--- start of Data to process ---
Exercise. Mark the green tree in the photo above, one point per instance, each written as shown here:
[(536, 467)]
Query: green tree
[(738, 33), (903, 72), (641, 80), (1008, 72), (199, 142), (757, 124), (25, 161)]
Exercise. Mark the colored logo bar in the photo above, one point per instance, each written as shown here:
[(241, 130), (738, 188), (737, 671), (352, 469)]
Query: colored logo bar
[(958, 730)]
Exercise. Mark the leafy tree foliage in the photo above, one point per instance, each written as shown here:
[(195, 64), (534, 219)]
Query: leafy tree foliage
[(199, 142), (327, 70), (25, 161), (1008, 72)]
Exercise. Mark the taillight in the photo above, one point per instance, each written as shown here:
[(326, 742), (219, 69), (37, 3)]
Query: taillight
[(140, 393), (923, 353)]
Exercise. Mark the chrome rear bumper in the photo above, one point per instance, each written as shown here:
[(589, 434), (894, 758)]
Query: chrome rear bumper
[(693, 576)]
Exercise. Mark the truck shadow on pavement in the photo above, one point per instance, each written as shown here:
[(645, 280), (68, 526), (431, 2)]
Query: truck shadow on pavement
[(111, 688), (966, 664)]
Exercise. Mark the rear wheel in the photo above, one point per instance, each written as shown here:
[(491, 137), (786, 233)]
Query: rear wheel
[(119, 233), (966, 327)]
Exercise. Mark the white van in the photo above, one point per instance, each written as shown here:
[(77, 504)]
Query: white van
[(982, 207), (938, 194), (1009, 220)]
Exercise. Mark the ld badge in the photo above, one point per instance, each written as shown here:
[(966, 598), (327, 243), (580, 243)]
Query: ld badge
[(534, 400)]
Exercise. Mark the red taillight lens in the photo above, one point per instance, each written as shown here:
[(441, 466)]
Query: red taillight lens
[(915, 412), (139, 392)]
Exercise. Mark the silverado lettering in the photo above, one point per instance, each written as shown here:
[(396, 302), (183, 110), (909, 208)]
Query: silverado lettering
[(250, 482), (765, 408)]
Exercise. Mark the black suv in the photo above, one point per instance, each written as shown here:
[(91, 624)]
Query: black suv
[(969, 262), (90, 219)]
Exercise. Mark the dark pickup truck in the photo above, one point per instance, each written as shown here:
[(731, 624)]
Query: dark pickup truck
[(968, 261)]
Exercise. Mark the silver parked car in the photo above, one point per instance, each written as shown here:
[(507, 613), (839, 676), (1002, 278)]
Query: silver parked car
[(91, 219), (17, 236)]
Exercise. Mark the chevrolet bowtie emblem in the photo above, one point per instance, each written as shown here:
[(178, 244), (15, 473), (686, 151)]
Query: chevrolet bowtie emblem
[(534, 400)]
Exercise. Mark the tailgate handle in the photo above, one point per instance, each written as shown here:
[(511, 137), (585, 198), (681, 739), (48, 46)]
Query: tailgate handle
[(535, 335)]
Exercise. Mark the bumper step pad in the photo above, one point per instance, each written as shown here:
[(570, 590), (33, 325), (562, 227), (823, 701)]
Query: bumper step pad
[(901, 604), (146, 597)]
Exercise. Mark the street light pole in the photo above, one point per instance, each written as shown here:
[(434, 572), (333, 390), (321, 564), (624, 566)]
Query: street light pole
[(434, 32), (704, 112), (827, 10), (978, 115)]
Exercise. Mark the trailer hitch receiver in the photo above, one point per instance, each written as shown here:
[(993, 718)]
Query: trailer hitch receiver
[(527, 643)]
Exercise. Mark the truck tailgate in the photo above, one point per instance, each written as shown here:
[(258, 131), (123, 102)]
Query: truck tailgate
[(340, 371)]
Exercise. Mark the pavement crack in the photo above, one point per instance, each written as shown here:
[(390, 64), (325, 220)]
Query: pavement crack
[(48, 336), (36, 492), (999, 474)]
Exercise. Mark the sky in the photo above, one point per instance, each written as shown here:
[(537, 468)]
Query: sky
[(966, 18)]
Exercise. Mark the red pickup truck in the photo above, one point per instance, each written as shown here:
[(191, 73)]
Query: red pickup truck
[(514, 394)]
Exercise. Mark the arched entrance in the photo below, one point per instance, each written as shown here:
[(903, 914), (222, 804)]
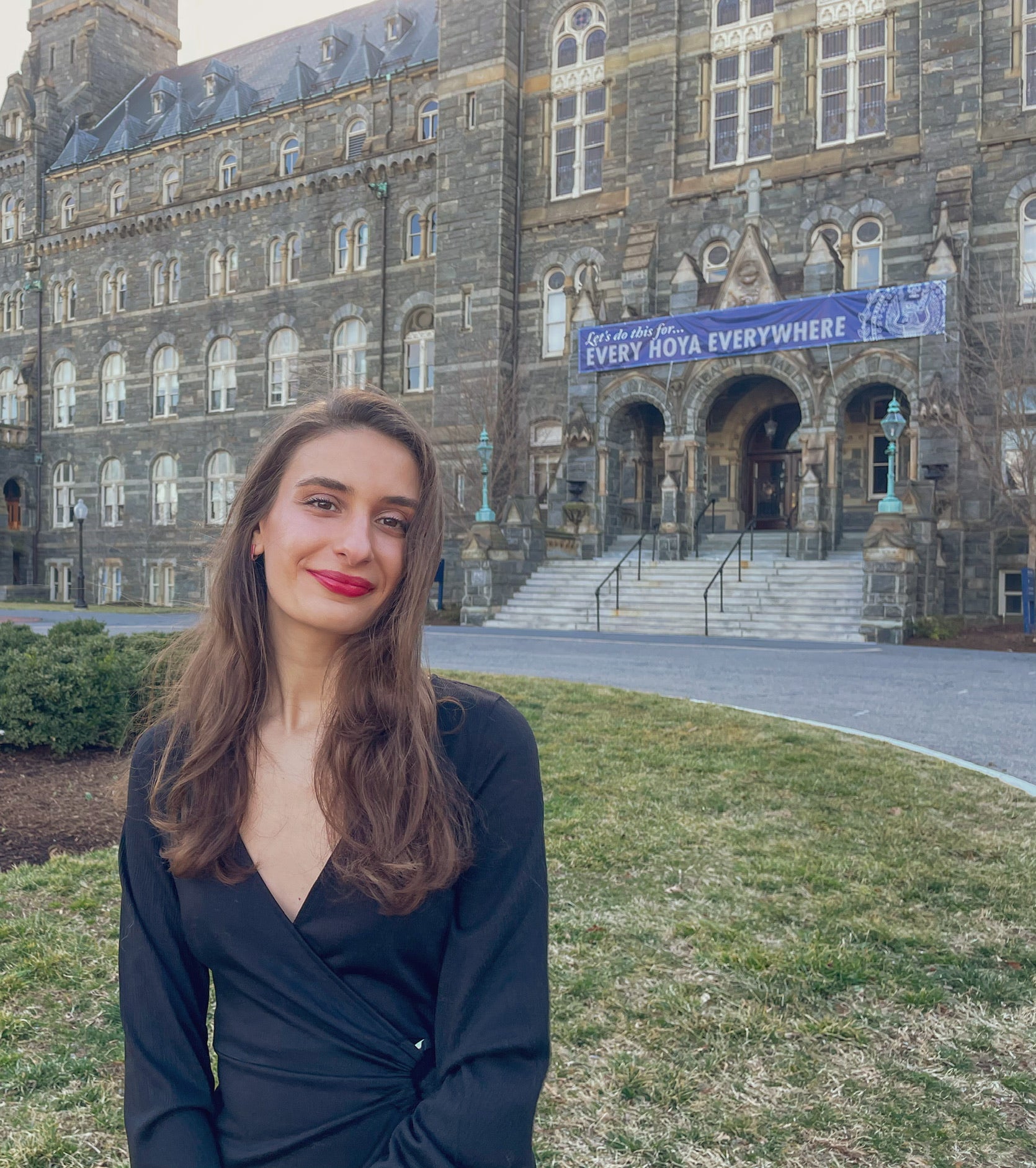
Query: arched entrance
[(865, 455), (12, 498), (636, 437), (752, 453)]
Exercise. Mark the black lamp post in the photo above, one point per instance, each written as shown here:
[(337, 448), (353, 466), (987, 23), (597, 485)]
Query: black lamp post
[(79, 512)]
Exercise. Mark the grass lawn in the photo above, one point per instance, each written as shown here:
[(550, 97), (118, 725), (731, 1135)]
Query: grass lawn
[(771, 945)]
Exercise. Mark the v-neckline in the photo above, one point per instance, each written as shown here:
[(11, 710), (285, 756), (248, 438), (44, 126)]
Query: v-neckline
[(272, 898)]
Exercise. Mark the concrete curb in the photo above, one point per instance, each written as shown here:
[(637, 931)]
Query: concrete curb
[(1009, 779)]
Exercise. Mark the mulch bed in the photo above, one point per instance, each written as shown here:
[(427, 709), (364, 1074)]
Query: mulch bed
[(50, 805), (1003, 638)]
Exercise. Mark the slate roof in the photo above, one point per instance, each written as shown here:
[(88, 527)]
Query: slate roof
[(262, 75)]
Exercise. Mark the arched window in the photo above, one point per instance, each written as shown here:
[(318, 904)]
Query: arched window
[(9, 219), (65, 494), (63, 381), (171, 186), (117, 199), (164, 491), (166, 382), (228, 172), (867, 254), (555, 313), (351, 354), (174, 280), (283, 367), (217, 274), (222, 375), (355, 138), (341, 249), (112, 493), (219, 488), (414, 235), (290, 154), (715, 262), (230, 269), (276, 256), (419, 352), (158, 285), (114, 388), (579, 102), (1028, 246), (429, 120)]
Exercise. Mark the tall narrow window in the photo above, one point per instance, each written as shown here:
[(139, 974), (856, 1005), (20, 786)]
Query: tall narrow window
[(867, 254), (743, 82), (166, 381), (158, 285), (355, 138), (114, 388), (351, 354), (419, 352), (579, 102), (414, 235), (65, 494), (228, 172), (341, 249), (112, 493), (164, 494), (65, 394), (276, 263), (290, 156), (555, 313), (429, 120), (1028, 248), (283, 367), (222, 375), (853, 68), (219, 488)]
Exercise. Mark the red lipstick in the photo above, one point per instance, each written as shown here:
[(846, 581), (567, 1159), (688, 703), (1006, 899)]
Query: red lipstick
[(342, 584)]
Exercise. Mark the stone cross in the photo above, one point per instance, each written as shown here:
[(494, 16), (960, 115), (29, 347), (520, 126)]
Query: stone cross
[(754, 189)]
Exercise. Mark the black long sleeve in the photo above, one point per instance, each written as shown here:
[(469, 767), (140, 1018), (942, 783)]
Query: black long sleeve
[(492, 1014), (164, 994)]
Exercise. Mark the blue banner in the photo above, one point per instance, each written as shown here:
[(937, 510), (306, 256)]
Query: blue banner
[(882, 314)]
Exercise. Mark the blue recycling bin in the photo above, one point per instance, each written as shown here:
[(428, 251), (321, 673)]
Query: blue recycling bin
[(1029, 599)]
--- end of Data to process ---
■ Your instructions: Please reproduce the lines above from the one containing "Exercise. Mark the stone" through the one containing "[(492, 1014), (164, 994)]", both ends included.

■ Result:
Exercise. Mark the stone cross in the photo above, one point per instance, each written as shown here:
[(494, 16), (960, 115), (29, 347), (520, 126)]
Query: stone cross
[(754, 189)]
Exercise. Mark the black long sleeve in the photo above, one point per instance, each written as shown here:
[(469, 767), (140, 1018), (942, 783)]
Query: black long sleeve
[(492, 1014), (164, 994)]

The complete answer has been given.